+++ Reading text +++
In the post-Nirvana gold rush of the ’90s, a few straight-up hardcore bands found themselves major-label contracts. Sick Of It All were on East West. CIV were on Lava. I’m sure there were others that I can’t remember. None of them became stars, but they were going for it. With this single, the Carolina band Excide propose a fascinating hypothetical: What if Snapcase jumped ship from Victory to, say, DGC? What if they tried to make an Alice In Chains record? (Now that I think of it, it sounds like I’m describing Life Of Agony, and there’s some of that in this Excide joint, but that’s not really what I’m going for here.) The answer is: That would be pretty fucking cool. [From Humdinger two-song single, out now on SharpTone Records.]
Knocked Loose – “Blinding Faith”
They didn’t have to go this hard. I mean this in the most literal sense. Knocked Loose are a titanically popular band. They have more Spotify listeners than Turnstile. They could make a radio record if they wanted. Instead, for the lead single of their first proper album in five years, Knocked Loose have made some of the ugliest fuck-shit-up music that I can imagine a band of their size making. “Blinding Faith” goes pit-to-pit, with mutiple breakdowns that could transform mobs of teenagers into mouth-foaming packs of human dobermans and hasten the total collapse of an already-moldering society. Let’s hope. [From You Won’t Go Before You’re Supposed To, out 5/10 on Pure Noise Records.]
Public Acid – “Ignorance”
Public Acid’s new album is a thing of vile, corrosive beauty, and I could’ve honestly picked any song. You don’t really think of Public Acid in terms of songs anyway. You don’t go to a Public Acid show like “man, I hope they play this song.” You go like “man, I am about to see some crazy shit.” The live experience will always annihilate the on-record one, but the new album still feels like a 14-minute dip in a swimming pool that has broken glass and dirty hypodermic needles instead of water. I simply selected the longest track because it’ll give you more of a chance to let that gutter-scuzz stink sink in. [From Deadly Struggle, out now on Beach Impediment Records.]
Sinister Feeling – “Poisoned Mind”
Sometimes, powerviolence can sound like hardcore’s weird, obnoxiously arty cousin. Sometimes, it can sound like grindcore that’s being played by people who smell even worse than the typical grindcore musician. Sometimes, the abrasiveness can feel intentionally off-putting the same way electronic noise can sound intentionally off-putting. But that’s not what I get from Baltimore’s Sinister Feeling. Instead, Sinister Feeling give off the sense that their songs are so short because they would otherwise cause too much violence. “Poisoned Mind” lasts for all of 24 seconds, but if you’ve ever been in a physical altercation, you know that 24 seconds is plenty. You can get your shit rocked in 24 seconds, and Sinister Feeling are here to rock your shit. [From Sinister Feeling, out now on Delayed Gratification Records.]
Wild Side – “Hardcore Music Machine”
I’ll be honest: I thought Wild Side were done. They were fun as hell, bouncy and mean and fired-up, when I saw them in 2020, and they seemed like they were ready to take on the world. But then the pandemic happened, and they went dormant. Now, they’re back with their first song in five years, and it’s got an intro that sounds like “Welcome To The Jungle.” Can you imagine how much confidence it must take to even attempt some shit like that, let alone pull it off? I couldn’t tell you what “Hardcore Music Machine” is about, but it sounds like that weird late-’80s moment when some hardcore bands were flirting with the idea of going full-on hair-metal without actually abandoning their old gang-chant fight-music style. I love it. [Standalone single, out now on Triple B Records.
+++ Extracted data +++
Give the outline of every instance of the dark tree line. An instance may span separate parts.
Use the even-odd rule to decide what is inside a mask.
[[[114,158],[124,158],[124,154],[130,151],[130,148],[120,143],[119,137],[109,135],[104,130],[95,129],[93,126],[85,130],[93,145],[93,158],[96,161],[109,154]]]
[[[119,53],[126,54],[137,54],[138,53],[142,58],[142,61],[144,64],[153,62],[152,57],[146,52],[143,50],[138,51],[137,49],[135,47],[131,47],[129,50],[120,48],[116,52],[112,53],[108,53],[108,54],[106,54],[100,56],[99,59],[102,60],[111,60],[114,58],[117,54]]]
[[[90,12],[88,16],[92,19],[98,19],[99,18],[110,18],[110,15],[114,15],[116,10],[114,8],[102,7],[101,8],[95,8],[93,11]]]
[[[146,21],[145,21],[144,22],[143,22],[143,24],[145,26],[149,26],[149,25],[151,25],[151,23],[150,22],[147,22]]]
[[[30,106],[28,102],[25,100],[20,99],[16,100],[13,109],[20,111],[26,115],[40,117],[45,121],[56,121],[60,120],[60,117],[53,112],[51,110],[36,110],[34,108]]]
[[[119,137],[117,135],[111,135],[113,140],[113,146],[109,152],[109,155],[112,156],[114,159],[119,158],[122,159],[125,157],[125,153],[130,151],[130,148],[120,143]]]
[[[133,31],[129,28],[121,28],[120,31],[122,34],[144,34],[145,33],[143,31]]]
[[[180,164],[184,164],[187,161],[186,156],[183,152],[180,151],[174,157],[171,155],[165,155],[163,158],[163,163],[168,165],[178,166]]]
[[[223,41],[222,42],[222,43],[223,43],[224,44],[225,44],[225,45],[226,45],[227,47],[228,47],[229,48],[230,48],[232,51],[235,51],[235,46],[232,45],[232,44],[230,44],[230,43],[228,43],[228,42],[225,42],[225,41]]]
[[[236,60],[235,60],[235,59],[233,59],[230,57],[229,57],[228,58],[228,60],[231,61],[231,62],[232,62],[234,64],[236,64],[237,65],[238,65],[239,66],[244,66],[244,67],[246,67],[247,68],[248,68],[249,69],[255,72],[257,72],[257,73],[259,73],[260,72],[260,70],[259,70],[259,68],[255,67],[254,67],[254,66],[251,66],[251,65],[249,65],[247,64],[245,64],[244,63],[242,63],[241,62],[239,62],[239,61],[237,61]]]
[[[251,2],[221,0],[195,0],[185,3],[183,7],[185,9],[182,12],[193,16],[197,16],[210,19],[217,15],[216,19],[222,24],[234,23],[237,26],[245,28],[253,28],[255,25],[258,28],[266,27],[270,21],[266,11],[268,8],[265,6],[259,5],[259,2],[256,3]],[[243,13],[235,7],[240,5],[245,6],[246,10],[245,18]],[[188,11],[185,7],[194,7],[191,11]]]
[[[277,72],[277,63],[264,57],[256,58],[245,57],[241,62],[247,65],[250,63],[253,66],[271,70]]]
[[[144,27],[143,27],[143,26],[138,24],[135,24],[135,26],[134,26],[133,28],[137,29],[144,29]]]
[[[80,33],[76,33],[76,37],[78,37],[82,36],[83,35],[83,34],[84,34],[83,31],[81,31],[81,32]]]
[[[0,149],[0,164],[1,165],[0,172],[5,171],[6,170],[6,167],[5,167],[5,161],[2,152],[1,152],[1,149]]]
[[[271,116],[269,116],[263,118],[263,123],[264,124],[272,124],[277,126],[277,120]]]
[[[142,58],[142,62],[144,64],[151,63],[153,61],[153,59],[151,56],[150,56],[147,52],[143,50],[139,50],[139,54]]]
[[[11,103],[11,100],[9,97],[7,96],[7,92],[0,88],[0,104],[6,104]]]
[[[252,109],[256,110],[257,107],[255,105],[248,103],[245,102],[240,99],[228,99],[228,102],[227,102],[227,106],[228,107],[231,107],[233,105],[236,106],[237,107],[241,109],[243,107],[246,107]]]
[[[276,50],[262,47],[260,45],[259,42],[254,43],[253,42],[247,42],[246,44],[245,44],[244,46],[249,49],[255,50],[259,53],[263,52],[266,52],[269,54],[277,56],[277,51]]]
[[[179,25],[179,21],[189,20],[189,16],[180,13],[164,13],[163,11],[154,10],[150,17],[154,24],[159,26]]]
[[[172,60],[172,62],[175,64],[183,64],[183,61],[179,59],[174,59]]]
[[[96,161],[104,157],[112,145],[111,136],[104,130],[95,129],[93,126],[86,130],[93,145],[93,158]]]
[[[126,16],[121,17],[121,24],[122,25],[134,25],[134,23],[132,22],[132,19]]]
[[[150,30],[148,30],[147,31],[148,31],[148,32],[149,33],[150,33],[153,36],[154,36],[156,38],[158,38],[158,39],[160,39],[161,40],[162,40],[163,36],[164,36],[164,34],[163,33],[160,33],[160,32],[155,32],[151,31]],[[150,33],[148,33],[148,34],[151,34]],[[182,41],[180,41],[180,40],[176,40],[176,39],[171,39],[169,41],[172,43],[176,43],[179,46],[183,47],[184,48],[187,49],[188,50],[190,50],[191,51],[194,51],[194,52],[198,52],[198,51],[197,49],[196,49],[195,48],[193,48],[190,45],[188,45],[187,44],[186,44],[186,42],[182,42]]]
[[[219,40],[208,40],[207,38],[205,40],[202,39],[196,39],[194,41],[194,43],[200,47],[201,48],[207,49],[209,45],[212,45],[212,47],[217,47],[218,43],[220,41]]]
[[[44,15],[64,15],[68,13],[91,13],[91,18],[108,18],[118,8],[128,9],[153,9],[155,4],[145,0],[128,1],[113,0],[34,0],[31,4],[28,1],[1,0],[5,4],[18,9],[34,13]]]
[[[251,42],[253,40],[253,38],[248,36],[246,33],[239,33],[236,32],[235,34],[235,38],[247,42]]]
+++
+++ Extracted data +++
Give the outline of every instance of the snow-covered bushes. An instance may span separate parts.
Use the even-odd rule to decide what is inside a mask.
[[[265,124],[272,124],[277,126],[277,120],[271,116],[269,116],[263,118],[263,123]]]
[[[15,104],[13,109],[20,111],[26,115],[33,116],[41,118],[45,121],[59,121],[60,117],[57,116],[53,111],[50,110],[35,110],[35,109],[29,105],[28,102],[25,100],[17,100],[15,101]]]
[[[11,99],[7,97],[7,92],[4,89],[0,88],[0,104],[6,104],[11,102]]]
+++
* Exercise set *
a - Echo the passage of the hardcore reviews from "I’ll be honest: I" up to and including "Triple B Records.".
b - Name every record label given in the bracketed release notes of the hardcore reviews.
c - According to the hardcore reviews, how long does "Poisoned Mind" last?

* Solutions for each task *
a -
I’ll be honest: I thought Wild Side were done. They were fun as hell, bouncy and mean and fired-up, when I saw them in 2020, and they seemed like they were ready to take on the world. But then the pandemic happened, and they went dormant. Now, they’re back with their first song in five years, and it’s got an intro that sounds like “Welcome To The Jungle.” Can you imagine how much confidence it must take to even attempt some shit like that, let alone pull it off? I couldn’t tell you what “Hardcore Music Machine” is about, but it sounds like that weird late-’80s moment when some hardcore bands were flirting with the idea of going full-on hair-metal without actually abandoning their old gang-chant fight-music style. I love it. [Standalone single, out now on Triple B Records.

b - SharpTone Records, Pure Noise Records, Beach Impediment Records, Delayed Gratification Records, Triple B Records

c - 24 seconds